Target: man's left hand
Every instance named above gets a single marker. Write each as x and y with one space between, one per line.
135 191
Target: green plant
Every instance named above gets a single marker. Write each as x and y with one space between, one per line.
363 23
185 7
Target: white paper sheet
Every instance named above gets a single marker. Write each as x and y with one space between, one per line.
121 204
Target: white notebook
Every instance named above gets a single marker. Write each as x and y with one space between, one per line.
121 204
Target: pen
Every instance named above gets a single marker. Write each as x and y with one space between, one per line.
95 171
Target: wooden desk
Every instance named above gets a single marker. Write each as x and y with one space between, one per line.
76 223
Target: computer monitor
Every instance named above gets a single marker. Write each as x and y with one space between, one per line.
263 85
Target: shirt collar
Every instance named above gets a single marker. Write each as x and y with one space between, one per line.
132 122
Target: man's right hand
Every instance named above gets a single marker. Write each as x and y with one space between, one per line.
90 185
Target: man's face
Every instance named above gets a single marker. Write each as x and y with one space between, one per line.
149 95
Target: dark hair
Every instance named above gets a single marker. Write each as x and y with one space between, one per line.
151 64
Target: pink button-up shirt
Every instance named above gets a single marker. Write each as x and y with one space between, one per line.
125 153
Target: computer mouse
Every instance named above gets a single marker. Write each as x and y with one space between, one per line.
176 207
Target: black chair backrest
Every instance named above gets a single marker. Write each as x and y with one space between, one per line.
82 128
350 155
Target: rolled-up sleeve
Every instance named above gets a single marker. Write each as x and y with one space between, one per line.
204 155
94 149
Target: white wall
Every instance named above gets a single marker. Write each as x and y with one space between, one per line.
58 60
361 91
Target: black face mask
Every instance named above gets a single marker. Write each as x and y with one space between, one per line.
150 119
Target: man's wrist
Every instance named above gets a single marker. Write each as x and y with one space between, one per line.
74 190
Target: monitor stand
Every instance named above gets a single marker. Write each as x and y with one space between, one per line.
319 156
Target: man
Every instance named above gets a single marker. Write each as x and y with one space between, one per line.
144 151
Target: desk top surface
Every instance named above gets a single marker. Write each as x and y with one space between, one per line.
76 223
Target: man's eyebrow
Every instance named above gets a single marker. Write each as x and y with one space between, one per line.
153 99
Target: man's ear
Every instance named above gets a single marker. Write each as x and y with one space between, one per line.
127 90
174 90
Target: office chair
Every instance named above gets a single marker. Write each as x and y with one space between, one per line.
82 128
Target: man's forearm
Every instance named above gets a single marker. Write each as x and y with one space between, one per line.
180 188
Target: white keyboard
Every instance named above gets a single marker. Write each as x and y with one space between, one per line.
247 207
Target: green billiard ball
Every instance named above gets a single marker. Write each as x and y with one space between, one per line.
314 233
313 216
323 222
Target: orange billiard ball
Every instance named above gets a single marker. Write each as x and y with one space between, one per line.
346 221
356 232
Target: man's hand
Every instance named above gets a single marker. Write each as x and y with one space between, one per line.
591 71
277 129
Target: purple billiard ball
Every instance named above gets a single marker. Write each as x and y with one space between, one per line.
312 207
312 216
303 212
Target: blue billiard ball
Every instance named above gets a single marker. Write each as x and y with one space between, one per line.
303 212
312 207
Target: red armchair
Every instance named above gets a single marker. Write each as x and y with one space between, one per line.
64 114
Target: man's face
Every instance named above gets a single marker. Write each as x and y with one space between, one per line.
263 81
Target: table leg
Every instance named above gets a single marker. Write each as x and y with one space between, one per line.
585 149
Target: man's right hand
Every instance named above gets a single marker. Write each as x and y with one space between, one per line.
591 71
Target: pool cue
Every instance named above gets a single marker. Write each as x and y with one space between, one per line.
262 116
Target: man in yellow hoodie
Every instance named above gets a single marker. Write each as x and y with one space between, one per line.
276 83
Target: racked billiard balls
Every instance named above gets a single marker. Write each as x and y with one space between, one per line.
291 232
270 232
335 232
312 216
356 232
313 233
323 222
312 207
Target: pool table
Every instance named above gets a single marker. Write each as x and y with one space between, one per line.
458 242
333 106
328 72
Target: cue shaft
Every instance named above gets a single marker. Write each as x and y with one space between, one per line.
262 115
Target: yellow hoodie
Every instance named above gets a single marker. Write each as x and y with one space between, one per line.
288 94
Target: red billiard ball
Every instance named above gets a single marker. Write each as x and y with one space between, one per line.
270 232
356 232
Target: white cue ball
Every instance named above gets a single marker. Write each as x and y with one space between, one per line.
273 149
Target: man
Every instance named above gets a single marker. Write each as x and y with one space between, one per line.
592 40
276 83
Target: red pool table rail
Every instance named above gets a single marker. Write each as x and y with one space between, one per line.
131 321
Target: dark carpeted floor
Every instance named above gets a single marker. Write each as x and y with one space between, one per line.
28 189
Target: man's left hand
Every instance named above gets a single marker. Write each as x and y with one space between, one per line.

*Your goal:*
Copy all the records above exactly, missing none.

*Response to this task:*
Target: man's left hand
Every instance named above gets a single marker. Write each as x and y with one space between, one per line.
135 191
Target: green plant
Every instance named above gets a single marker. Write each as x and y with one space between, one per line.
363 23
185 7
Target: white paper sheet
Every instance named above gets a single marker. Write each as x and y with one space between, one per line.
121 204
Target: white notebook
Every instance named above gets a single marker. Write each as x and y with one space between, one per line.
121 204
Target: pen
Every instance named above gets a single marker. Write each as x and y with one space between, one per line.
95 171
Target: wooden desk
Every instance named above gets a single marker. Write each as x and y with one space between, one per line.
76 223
Target: computer monitor
Every instance named above gets a single marker. Write each as x and y with one space between, one per line.
263 85
Target: shirt collar
Every instance named above gets a single marker. Write each as x and y with one space between, one per line.
132 122
Target: man's right hand
Every instance named above gets a single marker. Write each as x and y with one space between, one per line.
90 185
Target: man's face
Every instance named above gets a single marker. Write each as x and y with one space between, one per line.
149 95
Target: dark hair
Every instance named above gets a single marker. Write each as x and y with one space between, one per line.
151 64
Target: pink button-up shirt
Every instance named above gets a single marker. Write each as x and y with one space between, one per line.
125 153
Target: computer mouse
Every instance named above gets a single marker. Write each as x and y with one space between, one per line.
176 207
Target: black chair backrest
Every instance named above gets a single marker. Write each as x and y with one space between, one per line.
82 128
350 155
Target: rolled-up sleeve
Every instance named above gets a single marker. Write each as x and y with one space between, one per line.
204 155
94 149
Target: white wall
Every instance named above gets a single marker. Write each as x and y with one space between, one per line.
58 60
361 91
Target: black face mask
Every instance named above gets a single marker. Write each as x and y with one space between, one per line.
150 119
Target: man's wrist
Every instance named above gets a single marker. Write each as x and y with one space between, one per line.
74 190
Target: monitor stand
Every instance named above gets a single marker. Write each as x and y with one space between, one per line.
319 156
Target: man
Every instance named above gets a single marker. Write each as x and y with one space between, one per line.
144 151
Target: desk top surface
Every instance named above gets a single marker. Write each as x and y with one space between, one per line.
76 223
Target: man's eyebrow
Every instance named above gets a single marker. Write each as x and y with one space between, one per line.
153 99
Target: man's ear
Every instance named above gets a single marker. Write each as x and y with one space between, one per line.
127 90
174 90
Target: office chair
Every instance named above gets a single marker. Write each as x and y with one space between, one per line.
82 128
Target: man's forearm
Every instance named above gets a single marker. Write each as x and y with one space between, one per line.
180 188
Target: white keyboard
Every instance named above gets a single marker. Write each as x and y with one space between, one per line.
247 207
Target: green billiard ball
Every instance named above gets a single marker. Write each as x and y with one space between, one per line.
314 233
313 216
323 222
Target: orange billiard ball
Every instance named above gets a single marker. Write each as x and y with one space between, one per line.
346 221
356 232
Target: man's hand
Every instance named above gets a single marker. Write each as x and y with one space between, one per line.
591 71
277 129
Target: purple billiard ball
Every instance named above gets a single marker. Write each as x and y with one space between, one per line.
312 207
312 216
303 212
Target: blue billiard ball
Every instance named above gets a single marker. Write each as x and y with one space between, one per line.
303 212
312 207
Target: red armchair
Every instance named above gets a single marker. Write each as x and y with one space between, one per line.
64 114
Target: man's face
Every instance named above gets a single marker. Write each as x and y with one space between, one per line.
263 81
Target: table leg
Every instance named above gets a single marker. Write each as x and y with one space between, one per line.
585 149
Target: man's right hand
Every instance named above gets a single marker. Write each as x and y with one space between, one per line.
591 71
Target: pool cue
Every instance named above gets a single marker. Write each as x and y with one space between, one per line.
262 116
Target: man in yellow hoodie
Every instance named above gets a single marker. Write each as x and y with one space between, one per line.
276 83
Target: racked billiard balls
Every instance named above gets a single marker. Write each as x and y with one space between, one per line.
291 232
270 232
335 232
312 216
356 232
313 233
323 222
312 207
Target: pool table
Every instance named above gets a single marker. Write each as x and y with one space between, one per line.
458 242
333 106
328 72
Target: cue shaft
Every instance named above gets a single marker. Write each as x and y with one space between, one per line.
262 115
Target: yellow hoodie
Every instance named above gets a single marker. Write each as x and y with one space between, one per line.
288 94
Target: red billiard ball
Every instance named above gets a single marker. Write each as x and y with one space between, one per line.
270 232
356 232
Target: white cue ball
Every instance named above gets a single marker. Write each as x and y with one space between, one per line.
273 149
Target: man
Every instance named above gets a single marker. Write each as x and y with one space between, one per line.
592 40
276 83
Target: red pool table rail
Every instance named above gets a single marker. Write each as x and y with one space between, one per line.
131 321
Target: dark carpeted floor
Every instance named above gets a single marker. Write each as x and y with one space between, one per line.
28 189
Target: man's left hand
Every instance named above gets a single marker. Write each as x and y with one space between, one per line.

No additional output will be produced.